*** Document excerpt ***

This is not the Credit You’re Looking for: Why Jedi Mind Tricks Won’t Work for ISAs

This blog is part of an SBPC report series about using consumer financial law to protect borrowers of Income Share Agreements, emerging and risky higher education financing products that require students to pledge a portion of their future income in exchange for money to pay for college or certain non-degree programs. More information on ISAs can be found here. Information on the upcoming SBPC virtual conference on ISAs can be found here.

This is not the Credit You’re Looking for:

Why Jedi Mind Tricks Won’t Work for ISAs

By Joanna Pearl and Brian Shearer | July 21, 2020

Lenders offering Income Share Agreements (ISAs) claim they have found the perfect loophole to sidestep federal law. They argue that ISAs are “not credit,” and therefore federal consumer financial laws don’t apply. These companies have bet their business on this assumption, accruing massive liability if they are wrong.

Our report, published today, shows this is a losing bet. We analyzed the federal laws that protect consumers in “credit” transactions and determined that they all apply to ISAs. These laws—the Equal Credit Opportunity Act (ECOA), the Fair Credit Reporting Act (FCRA), the Fair Debt Collection Practices Act (FDCPA), the Truth in Lending Act (TILA), and the Consumer Financial Protection Act of 2010 (CFPA)—prohibit discrimination in lending; govern accuracy and fairness in credit reporting; set rules for third-party debt collection; require lending disclosures; and proscribe unfair, deceptive, and abusive acts and practices in consumer financial transactions.

***

### Aim
Resume the blog post on Income Share Agreements and federal credit law, starting right after its last sentence.

*** Supplied material ***

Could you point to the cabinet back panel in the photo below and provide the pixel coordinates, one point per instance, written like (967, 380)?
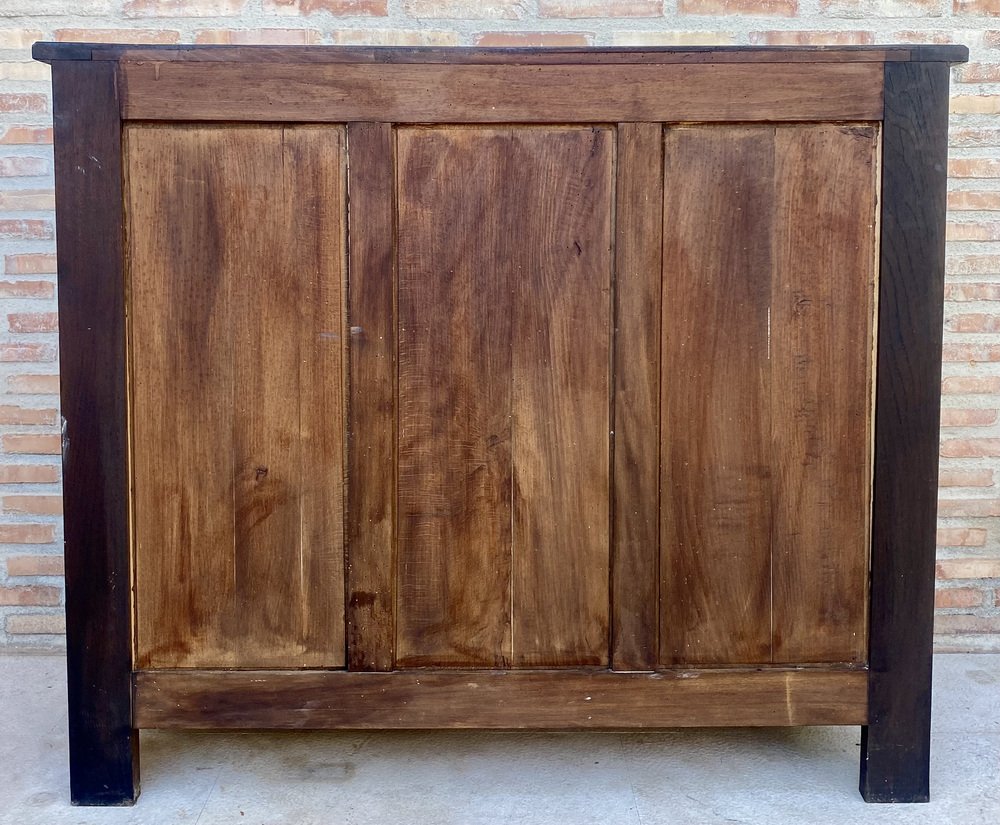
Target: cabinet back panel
(766, 408)
(504, 245)
(235, 254)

***

### Answer for the task
Simply put, ISAs are agreements through which student borrowers get money, in exchange for a promise to repay that money in the future. That is an extension of credit, and no technicality can change it. It does not matter that borrowers could theoretically pay $0, that there is no articulated interest rate, or that the monthly payment isn’t fixed. These features appear in other credit products too, such as student loans, credit cards, variable-interest loans, and payday loans. They don’t make ISAs special or immune to existing laws.

The new report, Credit by any Other Name, can be found here: https://protectborrowers.org/credit-by-any-other-name-how-federal-consumer-financial-law-governs-income-share-agreements/

As we explain, federal consumer financial law clearly applies to ISAs, and the consequences are significant. ISAs have not yet been subject to enforcement action and regulation by state and federal authorities, but that is not because ISA lenders have found the perfect work-around for federal law. As ISAs grow in prevalence and the student debt crisis deepens amid economic recession, more student borrowers will be at risk. ISAs are unlikely to escape scrutiny.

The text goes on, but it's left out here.